Vorliegender Text:
◆ ◆ ◆

Typisch tierisch, allzu menschlich
„Just a game“ in Mannheim
Sacre meets Picasso beim neuen Mannheimer Tanzabend von Stephan Thoss
Drei Jahre hat es gedauert, bis nach der umbaubedingten Schließung des Nationaltheaters Mannheim die neue Interims-Spielstätte OPAL (Oper am Luisenpark) zur Verfügung stand – drei Jahre, in denen Ballettchef Stephan Thoss und sein Ensemble heroisch gegen die verminderte Sichtbarkeit in der Quadratestadt angekämpft haben. Für den aktuellen Ballettabend „Poem an Minotaurus / Le Sacre du Printemps“ gab es zum ersten Mal wieder, was als Standard im Mannheimer Dreispartensystem gilt: Einmal im Jahr darf die Tanzsparte die Bühne im großen Haus bespielen und das Orchester beschäftigen.
Dieses lang ersehnte Stückchen Normalität hat Stephan Thoss ganz persönlich genutzt – ohne wie so oft in den vergangenen Jahren choreografischen Newcomern eine Chance zu geben. Für den neuen zweiteiligen Ballettabend hat er auf zwei seiner Erfolgschoreografien zurückgegriffen und ein beeindruckendes Heimspiel für seine sechzehnköpfige Truppe kreiert.

◆ ◆ ◆

Datensätze:
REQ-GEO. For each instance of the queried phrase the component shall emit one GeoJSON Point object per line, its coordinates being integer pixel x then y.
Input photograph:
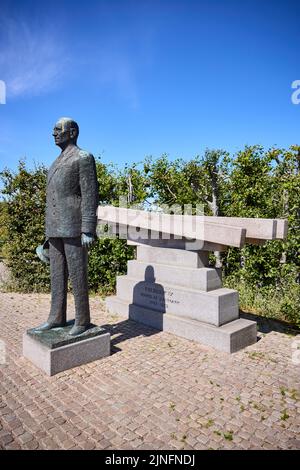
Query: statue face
{"type": "Point", "coordinates": [61, 134]}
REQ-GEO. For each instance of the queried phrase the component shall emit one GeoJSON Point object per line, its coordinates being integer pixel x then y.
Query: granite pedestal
{"type": "Point", "coordinates": [175, 290]}
{"type": "Point", "coordinates": [55, 350]}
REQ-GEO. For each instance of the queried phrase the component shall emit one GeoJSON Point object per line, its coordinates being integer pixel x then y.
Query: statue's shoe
{"type": "Point", "coordinates": [48, 326]}
{"type": "Point", "coordinates": [78, 330]}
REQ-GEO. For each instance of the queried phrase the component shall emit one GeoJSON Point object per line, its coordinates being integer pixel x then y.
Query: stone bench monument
{"type": "Point", "coordinates": [170, 285]}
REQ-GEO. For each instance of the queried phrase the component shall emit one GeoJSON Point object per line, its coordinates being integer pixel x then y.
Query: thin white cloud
{"type": "Point", "coordinates": [31, 58]}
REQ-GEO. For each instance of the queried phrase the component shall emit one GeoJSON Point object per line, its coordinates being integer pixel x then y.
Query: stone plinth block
{"type": "Point", "coordinates": [216, 307]}
{"type": "Point", "coordinates": [54, 350]}
{"type": "Point", "coordinates": [230, 338]}
{"type": "Point", "coordinates": [172, 257]}
{"type": "Point", "coordinates": [204, 279]}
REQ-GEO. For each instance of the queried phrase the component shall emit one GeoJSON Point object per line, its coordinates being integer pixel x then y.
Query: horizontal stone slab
{"type": "Point", "coordinates": [216, 307]}
{"type": "Point", "coordinates": [204, 279]}
{"type": "Point", "coordinates": [172, 257]}
{"type": "Point", "coordinates": [53, 361]}
{"type": "Point", "coordinates": [229, 338]}
{"type": "Point", "coordinates": [172, 243]}
{"type": "Point", "coordinates": [262, 229]}
{"type": "Point", "coordinates": [179, 225]}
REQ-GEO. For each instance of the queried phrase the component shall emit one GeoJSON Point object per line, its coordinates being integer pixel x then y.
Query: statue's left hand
{"type": "Point", "coordinates": [87, 239]}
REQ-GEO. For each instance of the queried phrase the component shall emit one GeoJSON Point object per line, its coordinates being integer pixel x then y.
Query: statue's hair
{"type": "Point", "coordinates": [70, 123]}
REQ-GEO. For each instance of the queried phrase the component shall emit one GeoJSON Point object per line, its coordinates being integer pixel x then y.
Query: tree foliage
{"type": "Point", "coordinates": [253, 183]}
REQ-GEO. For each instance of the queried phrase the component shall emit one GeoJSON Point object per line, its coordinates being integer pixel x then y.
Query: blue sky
{"type": "Point", "coordinates": [148, 77]}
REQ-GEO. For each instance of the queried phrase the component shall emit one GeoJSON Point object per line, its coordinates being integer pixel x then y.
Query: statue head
{"type": "Point", "coordinates": [65, 132]}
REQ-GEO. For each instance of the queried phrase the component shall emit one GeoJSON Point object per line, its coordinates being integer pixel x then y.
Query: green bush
{"type": "Point", "coordinates": [253, 183]}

◆ ◆ ◆

Aufgaben:
**A)** Erkläre anhand des Textes über den Mannheimer Tanzabend, warum das Nationaltheater Mannheim geschlossen war und was dadurch drei Jahre lang auf sich warten ließ.
**B)** Schreibe den Text über den Mannheimer Tanzabend nach seinem letzten Satz weiter.

Ergebnisse je Aufgabe:
**A)** Das Nationaltheater Mannheim war wegen eines Umbaus geschlossen. Deshalb dauerte es drei Jahre, bis die neue Interims-Spielstätte OPAL (Oper am Luisenpark) zur Verfügung stand.

**B)**
Musik statt Libretto für Mannheimer Tanzmaschinen
„Le Sacre du Printemps“ ist zum Synonym für den spektakulären Startschuss in ein modernes Tanzzeitalter geworden – vom Uraufführungsskandal 1917 bis zu ungezählten choreografischen Varianten, von denen einige Tanzgeschichte geschrieben haben. Stephan Thoss hat seine eigene Sacre-Geschichte. Mit dieser Choreografie verabschiedete er sich 2006 von seiner Ära als Direktor der Staatsoper Hannover; die angekündigte Mannheimer Premiere 2020 fiel der Corona-Pandemie zum Opfer. Jetzt aber – jetzt zeigt sich, wie modern, eigenwillig und zeitlos seine choreografische Handschrift ist, und was für ein besonderes Ensemble er um sich geschart hat.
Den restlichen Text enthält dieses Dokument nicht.